DATASET RECORDS -

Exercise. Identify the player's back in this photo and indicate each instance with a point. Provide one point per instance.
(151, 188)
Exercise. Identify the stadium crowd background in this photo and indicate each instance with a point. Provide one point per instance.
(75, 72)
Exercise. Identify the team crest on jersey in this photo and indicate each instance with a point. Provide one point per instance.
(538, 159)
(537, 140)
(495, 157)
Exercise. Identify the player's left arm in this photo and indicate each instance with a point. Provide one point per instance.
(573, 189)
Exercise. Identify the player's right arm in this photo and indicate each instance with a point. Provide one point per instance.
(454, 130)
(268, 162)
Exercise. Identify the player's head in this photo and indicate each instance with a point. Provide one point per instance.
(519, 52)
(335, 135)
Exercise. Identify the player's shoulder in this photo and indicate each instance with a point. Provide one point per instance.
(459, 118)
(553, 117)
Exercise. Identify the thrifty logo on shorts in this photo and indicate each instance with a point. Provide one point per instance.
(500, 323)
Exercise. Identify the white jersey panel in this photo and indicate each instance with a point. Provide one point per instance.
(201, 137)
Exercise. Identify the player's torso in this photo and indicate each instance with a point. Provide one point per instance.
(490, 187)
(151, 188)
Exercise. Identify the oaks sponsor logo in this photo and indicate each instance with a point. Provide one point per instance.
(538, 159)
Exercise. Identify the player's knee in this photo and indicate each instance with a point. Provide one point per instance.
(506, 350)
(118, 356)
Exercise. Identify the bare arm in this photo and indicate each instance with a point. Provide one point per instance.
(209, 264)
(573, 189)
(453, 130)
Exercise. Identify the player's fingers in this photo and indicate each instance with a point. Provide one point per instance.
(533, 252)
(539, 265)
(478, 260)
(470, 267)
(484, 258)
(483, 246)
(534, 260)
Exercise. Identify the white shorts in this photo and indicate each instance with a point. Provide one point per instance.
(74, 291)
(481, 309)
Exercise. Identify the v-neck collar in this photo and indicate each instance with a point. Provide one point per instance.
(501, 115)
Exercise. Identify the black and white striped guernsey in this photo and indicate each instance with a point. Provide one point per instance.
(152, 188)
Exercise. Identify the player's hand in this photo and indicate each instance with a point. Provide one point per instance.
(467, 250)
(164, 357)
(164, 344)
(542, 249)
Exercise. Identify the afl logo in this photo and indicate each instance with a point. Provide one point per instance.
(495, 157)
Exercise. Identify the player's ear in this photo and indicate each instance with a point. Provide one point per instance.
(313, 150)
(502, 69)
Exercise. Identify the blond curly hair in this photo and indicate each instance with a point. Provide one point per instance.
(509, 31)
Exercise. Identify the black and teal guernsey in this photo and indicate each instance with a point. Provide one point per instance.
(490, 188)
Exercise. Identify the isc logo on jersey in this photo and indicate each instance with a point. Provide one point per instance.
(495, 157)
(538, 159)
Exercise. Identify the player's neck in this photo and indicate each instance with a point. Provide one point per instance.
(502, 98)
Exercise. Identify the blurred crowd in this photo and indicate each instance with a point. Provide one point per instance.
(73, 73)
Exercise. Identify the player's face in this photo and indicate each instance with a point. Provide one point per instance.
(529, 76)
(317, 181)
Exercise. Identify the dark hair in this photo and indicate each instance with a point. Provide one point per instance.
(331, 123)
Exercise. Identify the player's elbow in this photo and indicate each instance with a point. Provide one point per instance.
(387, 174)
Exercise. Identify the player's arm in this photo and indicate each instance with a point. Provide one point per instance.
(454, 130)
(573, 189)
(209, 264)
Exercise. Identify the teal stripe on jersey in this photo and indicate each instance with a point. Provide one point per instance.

BRIEF -
Retype every line of the listing above exactly as given.

SOLUTION BELOW -
Exercise. Identify the player's back in this photo and indicate each instance with a point. Provide one point per instance.
(151, 188)
Exercise. Identify the stadium crowd background in this photo and indicate each instance with a point. Provide one point per instance.
(75, 72)
Exercise. Identify the team crest on jersey in this photo and indicate each instance with a point. Provide one point per instance.
(538, 159)
(537, 140)
(495, 157)
Exercise. Identify the player's left arm in this photo and indicate each instance with a point. Provide one point per instance.
(573, 189)
Exercise. Identify the player's right arm in this photo and indicate each instance with a point. Provide one point per instance.
(454, 130)
(268, 162)
Exercise. Identify the player's head in this photo and indicate each instance with a point. Provide one point per instance.
(519, 52)
(335, 135)
Exercise. Identify the player's shoulder in this photo and indicate each instance with a point. Provide one point per instance.
(459, 118)
(553, 117)
Exercise. Identify the thrifty logo on shorts in this photo and indicate each instance with a point. Provide one point per instance.
(500, 323)
Exercise. Identify the white jersey panel in this photo and indicate each instance with a point. Provide one point per instance.
(201, 137)
Exercise. Identify the player's torso in this photo and indicate each instance with a point. Provide one point per instance.
(490, 187)
(151, 188)
Exercise. Identify the oaks sponsor logo in this photo and indicate each instance with a point. Provide one point per instance.
(538, 159)
Exercise. Identify the player's knee in this photo and indicate each instance with a point. Provide one point per instance.
(506, 350)
(118, 356)
Exercise. Identify the bare arm in this photo and indicate each instance with a point. Provide one point per instance.
(209, 264)
(573, 189)
(453, 130)
Exercise. Identify the player's fingers in this photo and indicate each instance with a point. Provide one point per instance.
(533, 252)
(539, 265)
(478, 260)
(470, 267)
(484, 258)
(483, 246)
(534, 260)
Exercise. Identify the white shorts in this photo and indicate each instance with a point. Provide one point per instance.
(74, 291)
(481, 309)
Exercise. Identify the v-neck collar in this photo and indicate each instance with a point. Provide one point per instance.
(501, 115)
Exercise. Identify the black and white striped guernsey in this photo and indicate each instance with a point. Provide one point per instance.
(152, 188)
Exercise. Identify the player's hand in this photo and indicate each instance with a point. Provide one point per instance.
(467, 250)
(164, 357)
(164, 344)
(542, 249)
Exercise. Identify the afl logo in this photo and indicate each instance with a point. Provide one point per instance.
(495, 157)
Exercise. Identify the player's ear in this photo and indicate each instance with a point. Provide one point per instance.
(313, 150)
(502, 69)
Exercise. Identify the blond curly hair in this photo and indicate each instance with a point. Provide one point per instance.
(509, 31)
Exercise. Identify the black and teal guernsey in this photo and indicate each instance with a point. Provide one point per instance.
(490, 188)
Exercise. Identify the isc logo on jersey in this photo and indicate each instance with a point. Provide one point per instance.
(495, 157)
(538, 159)
Exercise. Identify the player's neck in this photo and indicate each instance with a point. Provide one point per instance.
(502, 98)
Exercise. Identify the blurred crowd in this photo and indicate each instance with a point. Provide one point per instance.
(73, 73)
Exercise. Identify the player's face in this photo and indicate each instance with a point. Provide one point per instance.
(529, 76)
(317, 181)
Exercise. Identify the dark hair in this photo and indicate each instance with a point. Provide one point per instance.
(331, 123)
Exercise. Identify the player's elbow in this photo and indicate each instance with a point. Provide one point per instance.
(387, 174)
Exercise. Identify the player's arm in this photo and indicate each instance with a point. Provide one point per instance.
(454, 130)
(573, 189)
(209, 264)
Exercise. Identify the teal stripe on jersey in this photo and indicate each instance with a point. Provide one point per instance.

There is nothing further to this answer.